* **BRIEF**: Pull every line from the listing below that contains the string "cream". Case counts.

__________________________________________________

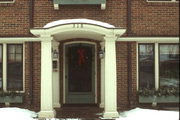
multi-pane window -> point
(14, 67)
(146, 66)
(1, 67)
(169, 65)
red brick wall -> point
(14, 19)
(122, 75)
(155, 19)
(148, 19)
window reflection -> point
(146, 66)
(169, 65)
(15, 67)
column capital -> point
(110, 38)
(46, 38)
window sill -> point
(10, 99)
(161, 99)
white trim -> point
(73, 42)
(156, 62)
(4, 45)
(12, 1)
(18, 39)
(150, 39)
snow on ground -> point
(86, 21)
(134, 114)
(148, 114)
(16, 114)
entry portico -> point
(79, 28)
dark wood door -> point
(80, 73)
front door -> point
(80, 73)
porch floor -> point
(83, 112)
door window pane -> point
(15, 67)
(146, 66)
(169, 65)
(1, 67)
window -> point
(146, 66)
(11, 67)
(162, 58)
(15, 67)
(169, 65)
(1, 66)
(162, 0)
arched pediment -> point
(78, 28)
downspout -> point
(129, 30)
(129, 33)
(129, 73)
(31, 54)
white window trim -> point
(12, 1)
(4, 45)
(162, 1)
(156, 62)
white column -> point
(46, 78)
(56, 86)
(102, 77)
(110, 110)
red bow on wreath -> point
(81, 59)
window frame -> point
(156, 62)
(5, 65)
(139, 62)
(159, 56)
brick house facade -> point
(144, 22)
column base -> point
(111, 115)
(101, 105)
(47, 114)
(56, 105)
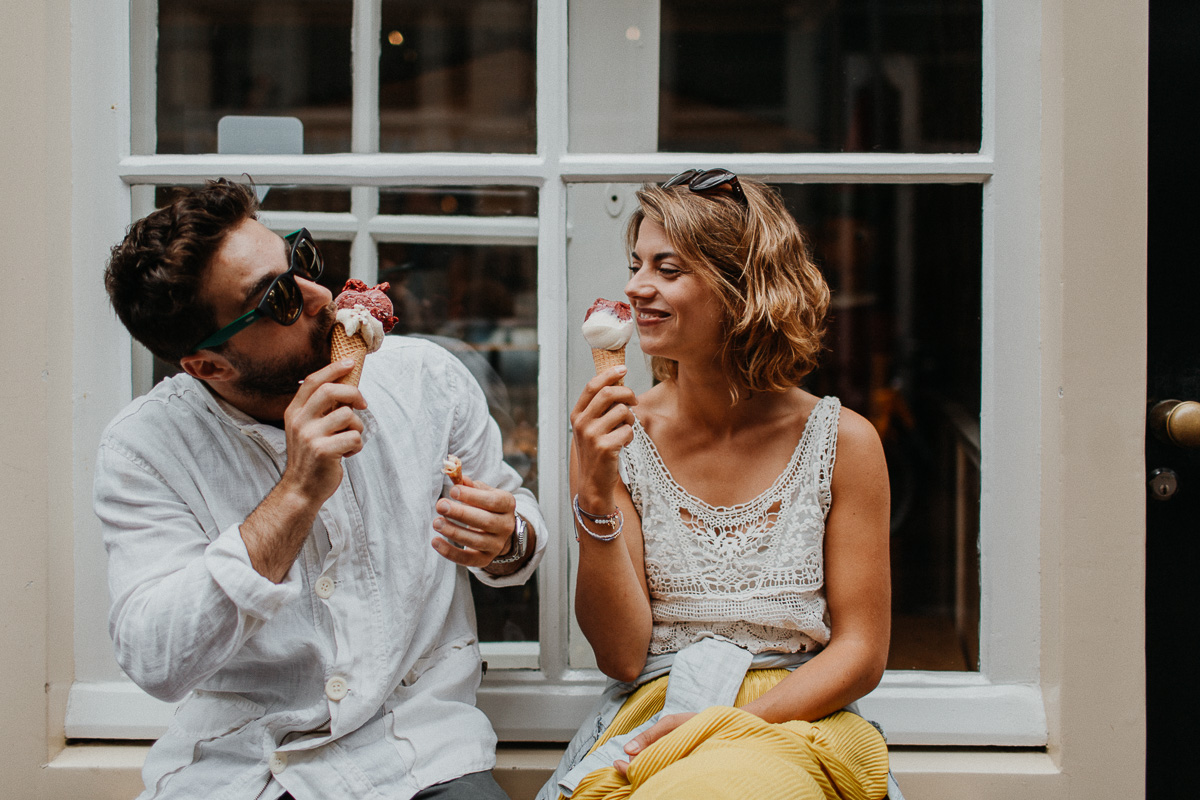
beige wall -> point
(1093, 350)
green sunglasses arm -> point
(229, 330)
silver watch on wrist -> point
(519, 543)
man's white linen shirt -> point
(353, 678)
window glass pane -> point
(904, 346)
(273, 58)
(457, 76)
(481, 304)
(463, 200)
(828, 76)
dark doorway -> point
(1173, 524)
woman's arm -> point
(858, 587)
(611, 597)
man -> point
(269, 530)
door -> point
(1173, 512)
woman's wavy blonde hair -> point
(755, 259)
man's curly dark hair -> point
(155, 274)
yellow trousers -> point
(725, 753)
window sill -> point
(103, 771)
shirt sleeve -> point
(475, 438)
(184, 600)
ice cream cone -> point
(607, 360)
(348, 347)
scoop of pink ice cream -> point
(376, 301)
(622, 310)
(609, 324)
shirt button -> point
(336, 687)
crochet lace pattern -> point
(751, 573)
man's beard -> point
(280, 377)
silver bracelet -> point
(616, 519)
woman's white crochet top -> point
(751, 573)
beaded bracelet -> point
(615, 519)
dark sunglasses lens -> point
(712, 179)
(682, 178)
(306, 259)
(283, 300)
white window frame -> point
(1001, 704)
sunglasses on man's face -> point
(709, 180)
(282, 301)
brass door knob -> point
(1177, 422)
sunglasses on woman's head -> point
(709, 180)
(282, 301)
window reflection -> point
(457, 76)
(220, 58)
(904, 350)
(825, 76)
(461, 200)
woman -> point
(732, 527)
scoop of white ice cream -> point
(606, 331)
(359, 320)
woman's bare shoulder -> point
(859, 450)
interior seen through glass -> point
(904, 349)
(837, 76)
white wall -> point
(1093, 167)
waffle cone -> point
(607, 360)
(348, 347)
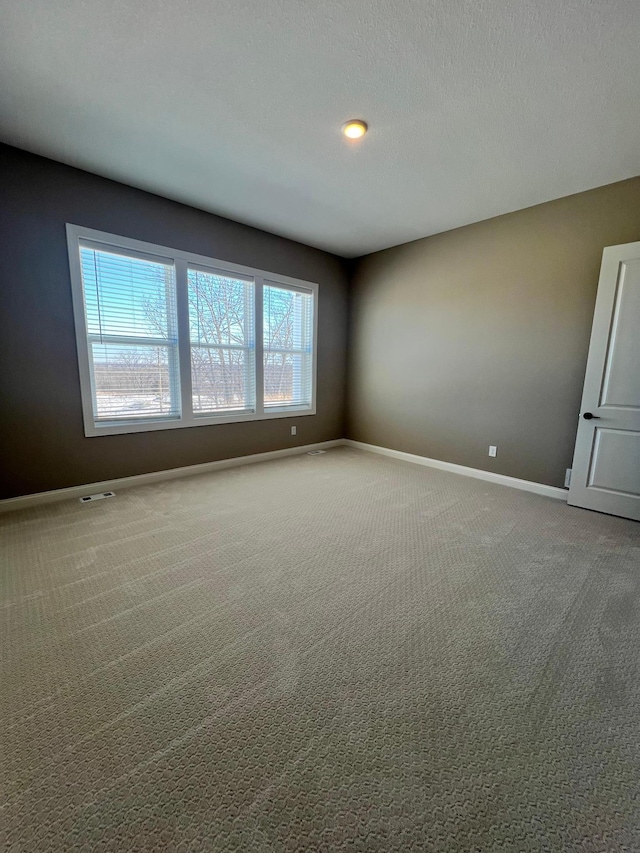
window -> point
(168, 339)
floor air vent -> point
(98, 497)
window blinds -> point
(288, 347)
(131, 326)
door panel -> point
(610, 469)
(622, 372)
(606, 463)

__________________________________________________

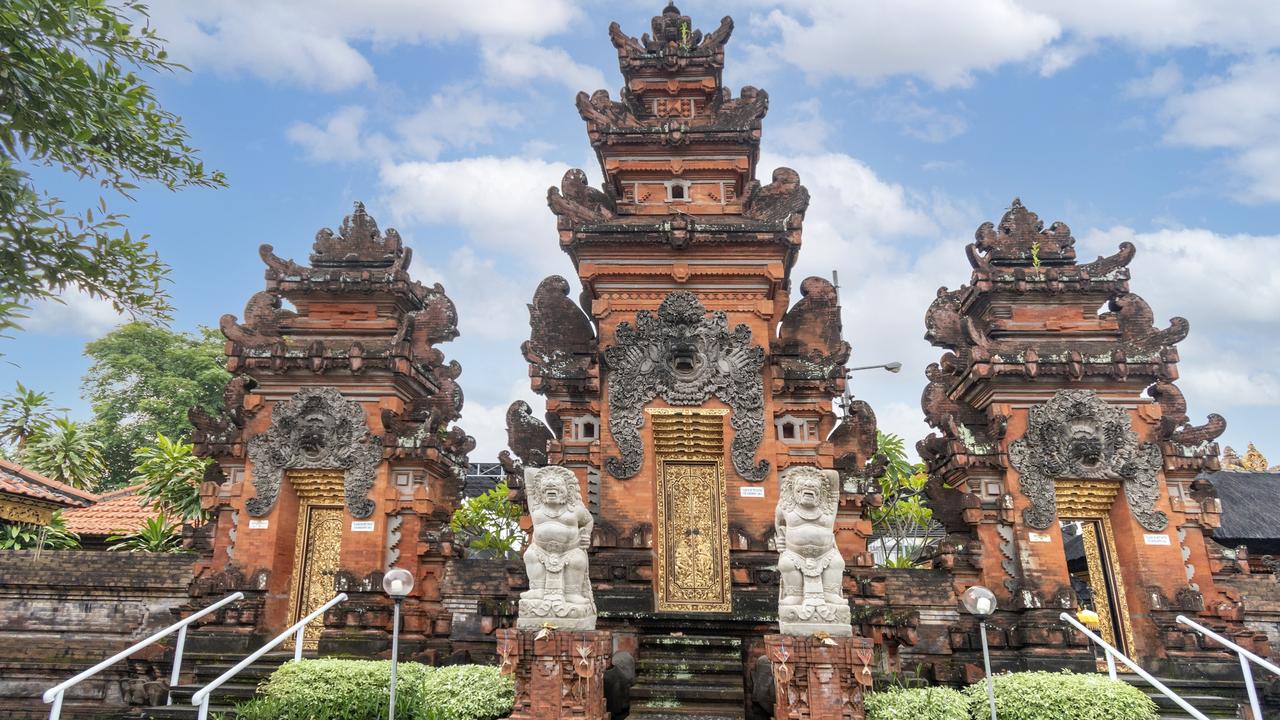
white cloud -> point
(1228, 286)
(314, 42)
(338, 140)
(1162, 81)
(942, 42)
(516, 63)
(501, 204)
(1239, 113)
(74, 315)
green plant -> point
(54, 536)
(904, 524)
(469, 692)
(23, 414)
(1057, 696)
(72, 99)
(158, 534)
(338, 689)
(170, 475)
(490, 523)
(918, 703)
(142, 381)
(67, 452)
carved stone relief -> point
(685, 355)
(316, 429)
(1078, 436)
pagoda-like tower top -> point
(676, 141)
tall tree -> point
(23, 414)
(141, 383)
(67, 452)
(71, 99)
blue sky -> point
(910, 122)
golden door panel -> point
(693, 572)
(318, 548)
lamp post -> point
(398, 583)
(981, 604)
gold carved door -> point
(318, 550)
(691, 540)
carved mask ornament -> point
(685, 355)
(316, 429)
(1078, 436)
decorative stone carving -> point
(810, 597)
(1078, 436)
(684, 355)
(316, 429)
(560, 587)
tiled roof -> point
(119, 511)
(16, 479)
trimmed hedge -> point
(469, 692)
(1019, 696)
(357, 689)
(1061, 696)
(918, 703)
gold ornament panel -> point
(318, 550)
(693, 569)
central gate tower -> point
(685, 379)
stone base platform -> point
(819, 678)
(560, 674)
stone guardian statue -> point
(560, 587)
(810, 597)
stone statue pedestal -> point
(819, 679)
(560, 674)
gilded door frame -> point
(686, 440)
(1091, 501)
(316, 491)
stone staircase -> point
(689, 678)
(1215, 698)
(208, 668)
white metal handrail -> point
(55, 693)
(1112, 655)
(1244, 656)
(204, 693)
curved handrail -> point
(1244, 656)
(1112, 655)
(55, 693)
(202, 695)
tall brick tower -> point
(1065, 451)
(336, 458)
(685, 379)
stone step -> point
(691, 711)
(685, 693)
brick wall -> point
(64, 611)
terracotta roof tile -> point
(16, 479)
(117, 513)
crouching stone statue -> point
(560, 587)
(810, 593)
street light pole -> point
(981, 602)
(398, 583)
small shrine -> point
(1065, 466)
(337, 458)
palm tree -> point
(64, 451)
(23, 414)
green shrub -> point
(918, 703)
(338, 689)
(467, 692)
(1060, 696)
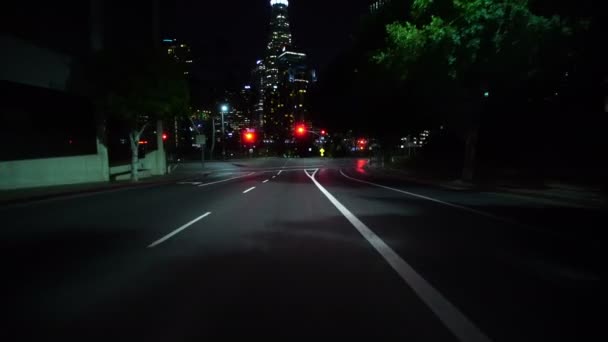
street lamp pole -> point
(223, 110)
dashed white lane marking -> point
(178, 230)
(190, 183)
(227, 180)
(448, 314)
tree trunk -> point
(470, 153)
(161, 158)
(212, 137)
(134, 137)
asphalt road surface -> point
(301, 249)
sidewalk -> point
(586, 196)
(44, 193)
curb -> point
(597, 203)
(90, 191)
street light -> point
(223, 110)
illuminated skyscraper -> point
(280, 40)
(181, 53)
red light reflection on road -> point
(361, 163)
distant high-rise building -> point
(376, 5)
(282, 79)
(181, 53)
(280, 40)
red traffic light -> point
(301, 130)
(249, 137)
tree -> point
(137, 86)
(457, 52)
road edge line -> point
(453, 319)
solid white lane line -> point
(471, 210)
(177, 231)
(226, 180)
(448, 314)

__________________________________________________

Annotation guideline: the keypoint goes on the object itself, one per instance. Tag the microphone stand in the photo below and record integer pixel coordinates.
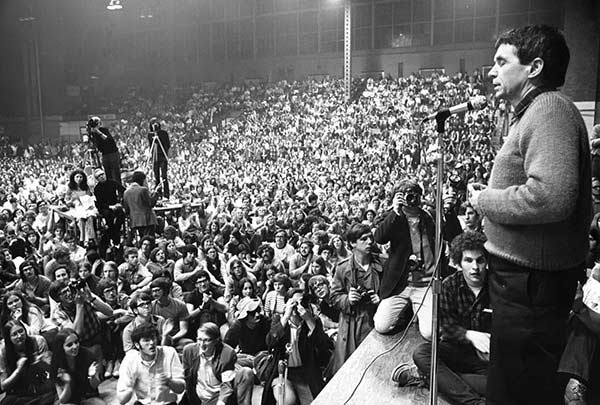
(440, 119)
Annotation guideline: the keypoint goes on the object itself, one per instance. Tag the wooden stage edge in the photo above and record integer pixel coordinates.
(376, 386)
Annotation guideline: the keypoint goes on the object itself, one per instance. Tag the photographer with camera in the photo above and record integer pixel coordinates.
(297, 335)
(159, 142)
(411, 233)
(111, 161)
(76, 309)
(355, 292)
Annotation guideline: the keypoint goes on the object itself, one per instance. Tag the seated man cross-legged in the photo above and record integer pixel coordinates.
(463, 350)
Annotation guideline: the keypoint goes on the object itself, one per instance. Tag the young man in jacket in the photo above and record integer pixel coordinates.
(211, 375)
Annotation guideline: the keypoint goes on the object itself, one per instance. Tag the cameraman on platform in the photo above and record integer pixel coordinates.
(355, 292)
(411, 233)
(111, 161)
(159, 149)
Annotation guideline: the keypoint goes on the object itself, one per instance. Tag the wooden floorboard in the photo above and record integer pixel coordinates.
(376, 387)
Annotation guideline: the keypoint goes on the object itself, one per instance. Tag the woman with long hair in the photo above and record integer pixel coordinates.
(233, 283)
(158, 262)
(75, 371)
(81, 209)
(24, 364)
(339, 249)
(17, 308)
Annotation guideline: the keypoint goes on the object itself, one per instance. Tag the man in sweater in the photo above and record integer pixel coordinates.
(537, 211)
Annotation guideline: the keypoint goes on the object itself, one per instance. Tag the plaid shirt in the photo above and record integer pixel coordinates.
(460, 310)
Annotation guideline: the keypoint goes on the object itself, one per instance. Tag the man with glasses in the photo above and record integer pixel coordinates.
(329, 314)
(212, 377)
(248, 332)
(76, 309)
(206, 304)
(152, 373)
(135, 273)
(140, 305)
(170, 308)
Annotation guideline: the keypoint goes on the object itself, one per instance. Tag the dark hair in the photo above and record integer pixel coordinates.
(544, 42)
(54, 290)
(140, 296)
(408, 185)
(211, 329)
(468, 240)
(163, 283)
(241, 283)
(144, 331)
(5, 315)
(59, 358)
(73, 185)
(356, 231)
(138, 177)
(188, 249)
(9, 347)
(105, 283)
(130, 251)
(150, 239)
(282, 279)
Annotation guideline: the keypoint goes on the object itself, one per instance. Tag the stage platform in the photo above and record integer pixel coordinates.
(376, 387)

__________________________________________________

* **RESULT BELOW**:
ice cream cone -> point
scoop of pink ice cream -> point
scoop of white ice cream -> point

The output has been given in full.